WHAT IS BEING ASKED:
Can you copy out, character for character, everything from the line containing "Accessibility tool request — describe the position of broken" down to the very last of the lines below, both ends included?

******

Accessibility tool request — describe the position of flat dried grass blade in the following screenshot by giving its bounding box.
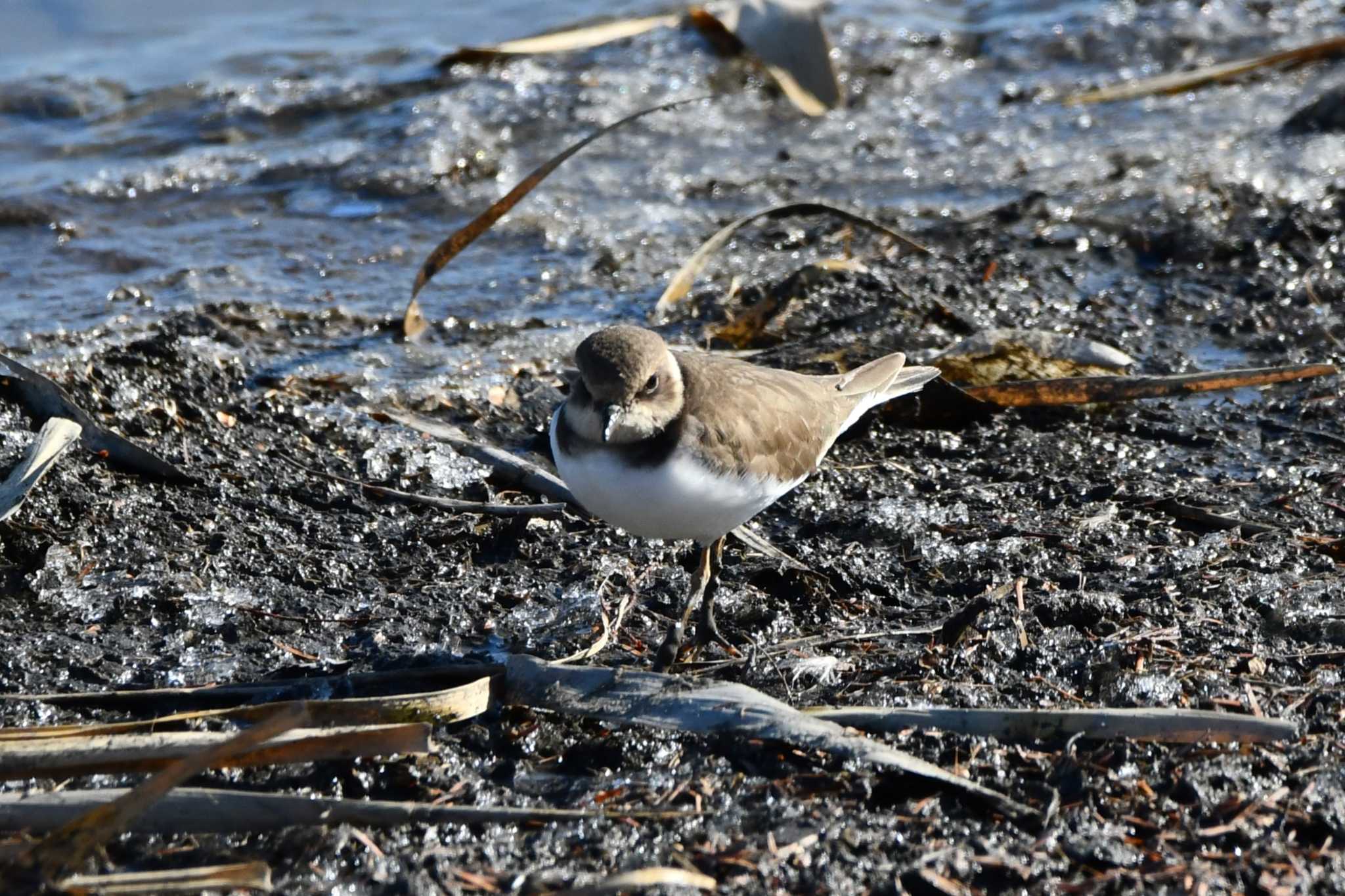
[806,704,1298,743]
[1063,36,1345,105]
[0,723,433,780]
[440,15,682,66]
[22,706,308,880]
[653,203,929,314]
[504,654,1038,821]
[56,863,272,896]
[0,416,83,523]
[0,675,491,741]
[0,787,702,838]
[402,95,709,339]
[552,866,720,896]
[0,354,194,482]
[964,364,1337,407]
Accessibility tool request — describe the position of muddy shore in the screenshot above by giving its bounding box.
[0,7,1345,893]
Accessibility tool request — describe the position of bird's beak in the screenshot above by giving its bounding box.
[603,404,621,442]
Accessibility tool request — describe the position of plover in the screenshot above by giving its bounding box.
[552,326,939,669]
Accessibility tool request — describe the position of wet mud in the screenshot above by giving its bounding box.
[0,4,1345,893]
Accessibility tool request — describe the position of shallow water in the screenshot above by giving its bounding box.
[0,0,1345,375]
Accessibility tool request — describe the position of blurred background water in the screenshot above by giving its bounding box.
[0,0,1342,379]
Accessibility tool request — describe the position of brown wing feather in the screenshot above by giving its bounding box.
[674,352,860,481]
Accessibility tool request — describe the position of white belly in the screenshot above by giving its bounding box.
[552,408,803,544]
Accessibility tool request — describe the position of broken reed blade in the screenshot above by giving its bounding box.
[0,723,433,780]
[0,787,701,834]
[0,675,491,741]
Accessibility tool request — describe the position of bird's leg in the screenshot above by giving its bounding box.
[695,534,737,656]
[653,544,714,672]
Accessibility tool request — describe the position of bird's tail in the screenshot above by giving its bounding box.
[835,352,939,407]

******

RESULT OF THIS EXERCISE:
Accessibility tool request — describe the position of broken reed blade in the screenshot above by giving its bounding box.
[0,723,433,780]
[0,787,701,834]
[0,675,491,741]
Accessibility tool request — describe the position of bird's leg in the screenshot above by giving its bounding box.
[695,534,737,656]
[653,544,714,672]
Accessibility tool request — describe the position of bird's tail in the screenshot above by giving its bounding box.
[835,352,939,407]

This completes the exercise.